- Belge bölümü
=-=-=

TBMM Genel Kurulu'nda 17/25 Aralık tartışması


Türkiye Büyük Millet Meclisi (TBMM) Genel Kurulu'nun 11. birleşimi açıldı. Birleşimi TBMM Başkanvekili Ahmet Aydın yönetiyor. Başkanlığın Genel Kurula sunuşları bölümünde Meclis Başkanlığı'nın Anayasa'nın 100'üncü maddesi kapsamında bir tezkeresi okutuldu ve bilgiye sunuldu.

Tezkerede, "Kültür ve Turizm eski Bakanı Ertuğrul Günay hakkında, Kültür ve Turizm Bakanlığı Teftiş Kurulu Başkanlığının raporu ve anılan Bakanlığın takdim yazısı ile Millî Eğitim Bakanı Nabi Avcı hakkında Çorlu Cumhuriyet Başsavcılığının üç ayrı yazısı ve ekleri, Anayasa'nın Meclis soruşturmasını düzenleyen 100'üncü maddesine göre gereği yapılmak üzere Başkanlığımıza intikal etmiştir. Bilindiği gibi, Anayasa'nın 100'üncü maddesine göre Meclis soruşturması açılması Türkiye Büyük Millet Meclisi üye tamsayısının en az onda 1'inin (55 üye) vereceği önergeyle istenebilmektedir. Böyle bir önerge olmadan, Türkiye Büyük Millet Meclisi Başkanının, mezkûr yazılar ve ekleriyle ilgili olarak Meclis soruşturmasına ilişkin bir işlemi resen yürütmesi mümkün bulunmamakla birlikte, teamül doğrultusunda söz konusu evraklar milletvekillerin tetkik ve takdirlerine açılmıştır." ifadeleri kullanıldı.

VURAL: 17-25 ARALIK FEZLEKELERİ NEDEN MİLLETVEKİLLERİNİN İNCELEMESİNE AÇILMADI?

=-=-=

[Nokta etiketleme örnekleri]

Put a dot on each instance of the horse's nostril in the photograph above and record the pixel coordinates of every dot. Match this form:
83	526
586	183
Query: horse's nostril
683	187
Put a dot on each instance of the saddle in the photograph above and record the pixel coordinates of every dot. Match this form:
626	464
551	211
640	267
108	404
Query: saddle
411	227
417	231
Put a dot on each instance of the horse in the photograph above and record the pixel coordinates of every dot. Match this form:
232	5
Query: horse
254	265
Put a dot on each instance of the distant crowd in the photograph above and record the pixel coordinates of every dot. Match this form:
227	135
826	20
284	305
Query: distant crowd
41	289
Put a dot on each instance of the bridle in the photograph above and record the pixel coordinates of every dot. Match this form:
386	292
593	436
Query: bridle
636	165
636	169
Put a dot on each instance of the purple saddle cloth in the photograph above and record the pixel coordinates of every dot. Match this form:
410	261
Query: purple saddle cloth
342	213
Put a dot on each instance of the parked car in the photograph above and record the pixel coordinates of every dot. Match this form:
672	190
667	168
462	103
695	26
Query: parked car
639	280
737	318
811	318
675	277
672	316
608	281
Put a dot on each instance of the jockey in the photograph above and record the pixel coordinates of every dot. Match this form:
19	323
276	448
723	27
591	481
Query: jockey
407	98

=-=-=

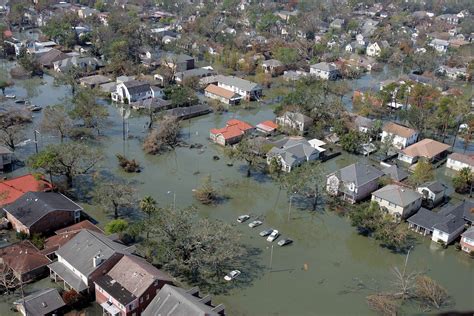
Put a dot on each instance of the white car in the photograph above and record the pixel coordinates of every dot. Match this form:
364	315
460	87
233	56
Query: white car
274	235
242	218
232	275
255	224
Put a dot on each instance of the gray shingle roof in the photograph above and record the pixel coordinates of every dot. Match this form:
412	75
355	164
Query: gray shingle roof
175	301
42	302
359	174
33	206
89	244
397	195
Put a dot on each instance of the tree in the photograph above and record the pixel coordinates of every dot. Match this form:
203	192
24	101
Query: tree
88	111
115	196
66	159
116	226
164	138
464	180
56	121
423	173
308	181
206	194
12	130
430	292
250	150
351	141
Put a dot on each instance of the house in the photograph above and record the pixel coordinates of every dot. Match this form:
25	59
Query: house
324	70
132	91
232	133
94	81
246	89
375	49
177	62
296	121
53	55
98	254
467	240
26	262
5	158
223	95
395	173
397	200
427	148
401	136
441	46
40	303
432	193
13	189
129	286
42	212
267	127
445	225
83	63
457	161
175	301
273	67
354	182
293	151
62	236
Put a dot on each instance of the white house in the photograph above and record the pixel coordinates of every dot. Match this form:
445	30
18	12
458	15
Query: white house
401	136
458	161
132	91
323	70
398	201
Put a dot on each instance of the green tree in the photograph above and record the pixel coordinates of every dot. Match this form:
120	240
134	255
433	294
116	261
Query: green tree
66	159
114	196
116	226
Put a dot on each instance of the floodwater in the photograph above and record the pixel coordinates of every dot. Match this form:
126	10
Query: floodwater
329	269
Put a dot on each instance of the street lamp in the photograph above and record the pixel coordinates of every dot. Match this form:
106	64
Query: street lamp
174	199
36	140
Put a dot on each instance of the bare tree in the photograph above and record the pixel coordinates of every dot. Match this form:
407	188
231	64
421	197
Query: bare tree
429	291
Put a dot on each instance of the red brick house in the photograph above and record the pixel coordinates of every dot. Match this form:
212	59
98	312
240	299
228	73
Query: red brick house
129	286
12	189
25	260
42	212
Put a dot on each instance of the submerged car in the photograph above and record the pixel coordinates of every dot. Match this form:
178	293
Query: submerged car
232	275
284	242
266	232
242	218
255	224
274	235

=-=-=

- Yapılacak görevler
a: Listede "submerged" sözcüğünü içeren satırların tümünü ayıklayın ve her birini olduğu gibi aktarın.
b: TBMM Genel Kurulu'ndaki 17/25 Aralık tartışmasını anlatan metni kaldığı yerden sürdürün.

- Beklenen çıktılar
a:
Put a dot on each instance of the submerged car in the photograph above and record the pixel coordinates of every dot. Match this form:
Query: submerged car

b:
Tezkere üzerine söz alan MHP Grup Başkanvekili Oktay Vural, 17-25 Aralıkla ilgili, cumhuriyet savcılığının gönderdiği fezlekeleri hatırlatarak, "O zaman Cumhuriyet Halk Partisi'nin bir olağanüstü toplantısında, bu fezlekelerin gündeme alınması istenmişti. Daha sonra, Meclis Başkanlığı olarak, bu fezlekenin geldiği bilgisi paylaşılmış ancak bu fezleke ve eklerinin milletvekillerinin tetkikine açılmasına ilişkin bir ibare olmamıştı. Ben de bu konuda Türkiye Büyük Millet Meclisi Başkanlığına başvurmuş ve değerli milletvekillerinin inceleme ve tetkikine açılmaması işleminin yanlış olduğunu ifade etmiştim. Ama görülmektedir ki, 17-25 Aralıkla ilgili bu fezlekenin milletvekillerinin tetkikine açılmaması iradesinin, bilerek ve istenerek soruşturmayı ve incelemeyi engellemek amacıyla yapıldığı ortaya çıkmaktadır." diye konuştu.

Çok vahim bir durumla karşı karşıya olunduğunu ifade eden Vural şöyle konuştu: "Şimdi soruyorum: Siz bunları açıklarken milletvekillerinin inceleme ve tetkikine açık tutuyorsunuz da, 19 Mart 2014 tarihinde Türkiye Büyük Millet Meclisine sunulmuş fezleke ve eklerini neden milletvekillerinin tetkikine ve incelemesine açık tutmadınız? Bu, Meclis Başkanlığının taraflı bir tutumla, yapılan bir soruşturmanın muhtevasını değerli milletvekillerinden saklamak iradesiyle Anayasa'nın ve İç Tüzük'ün Türkiye Büyük Millet Meclisine verdiği yetkileri, milletvekillerine verdiği yetkileri doğrudan kısıtlamak amacıyla yapıldı, gayet açık ve nettir. Şimdi ben soruyorum: Madem bu teamül idiyse 17-25 Aralıkla ilgili fezlekeleri niye teamülen milletvekillerinin incelemesine açmadınız? Neden? Böyle bir şey olabilir mi? Dolayısıyla, bu konu çok vahim bir konudur, teamül ve İç Tüzük'ün, Anayasa'nın milletvekillerine verdiği hak gasbedilmiştir. 17-25 Aralıkla ilgili fezleke ve ekleri o günün yönetimi tarafından milletvekili incelemesinden bilerek ve istenerek, kasıtlı olarak saklanmıştır ve milletvekilinin milletin verdiği yetkiyi kullanması gasbedilmiştir; bu kadar açık ve nettir."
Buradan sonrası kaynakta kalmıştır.